=== What the exercise asks ===
Count the lines below that contain the string "window", with uppercase and lowercase letters treated as different. Give only the number.

=== Supplied records ===

Start

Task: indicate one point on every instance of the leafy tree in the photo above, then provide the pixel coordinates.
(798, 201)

End
Start

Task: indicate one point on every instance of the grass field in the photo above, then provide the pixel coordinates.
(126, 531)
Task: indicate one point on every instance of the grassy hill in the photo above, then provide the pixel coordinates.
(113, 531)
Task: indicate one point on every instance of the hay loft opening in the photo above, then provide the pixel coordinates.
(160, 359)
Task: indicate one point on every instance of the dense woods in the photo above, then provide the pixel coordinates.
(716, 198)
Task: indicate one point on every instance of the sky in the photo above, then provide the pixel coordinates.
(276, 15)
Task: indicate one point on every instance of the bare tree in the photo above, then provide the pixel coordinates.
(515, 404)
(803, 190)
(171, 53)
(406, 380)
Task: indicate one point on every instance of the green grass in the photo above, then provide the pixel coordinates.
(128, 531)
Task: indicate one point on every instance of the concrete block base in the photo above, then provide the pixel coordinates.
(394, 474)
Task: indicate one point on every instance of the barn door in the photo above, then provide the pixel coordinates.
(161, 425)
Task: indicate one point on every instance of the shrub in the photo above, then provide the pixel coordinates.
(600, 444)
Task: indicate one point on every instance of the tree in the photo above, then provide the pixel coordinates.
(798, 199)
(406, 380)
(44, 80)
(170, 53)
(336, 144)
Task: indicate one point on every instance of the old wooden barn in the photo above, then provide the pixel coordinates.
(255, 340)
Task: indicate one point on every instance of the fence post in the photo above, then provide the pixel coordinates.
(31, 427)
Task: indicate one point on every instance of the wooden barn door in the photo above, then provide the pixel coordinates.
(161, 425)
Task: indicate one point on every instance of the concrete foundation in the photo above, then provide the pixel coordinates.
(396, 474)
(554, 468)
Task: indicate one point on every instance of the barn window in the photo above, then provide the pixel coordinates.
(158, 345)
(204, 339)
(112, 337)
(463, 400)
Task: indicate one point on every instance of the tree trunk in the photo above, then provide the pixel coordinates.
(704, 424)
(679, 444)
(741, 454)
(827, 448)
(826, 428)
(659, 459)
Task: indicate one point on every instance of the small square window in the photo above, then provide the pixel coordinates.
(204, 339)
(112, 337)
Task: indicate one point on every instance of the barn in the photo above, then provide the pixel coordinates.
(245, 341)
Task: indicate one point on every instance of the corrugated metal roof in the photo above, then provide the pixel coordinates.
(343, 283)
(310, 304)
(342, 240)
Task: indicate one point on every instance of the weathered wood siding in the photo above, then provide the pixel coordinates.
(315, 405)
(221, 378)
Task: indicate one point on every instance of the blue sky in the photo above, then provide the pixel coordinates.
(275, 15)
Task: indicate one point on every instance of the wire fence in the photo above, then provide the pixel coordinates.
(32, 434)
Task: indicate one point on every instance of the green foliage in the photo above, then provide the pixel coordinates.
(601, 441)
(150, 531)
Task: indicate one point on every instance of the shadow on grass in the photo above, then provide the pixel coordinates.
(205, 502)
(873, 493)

End

=== Complete output ===
2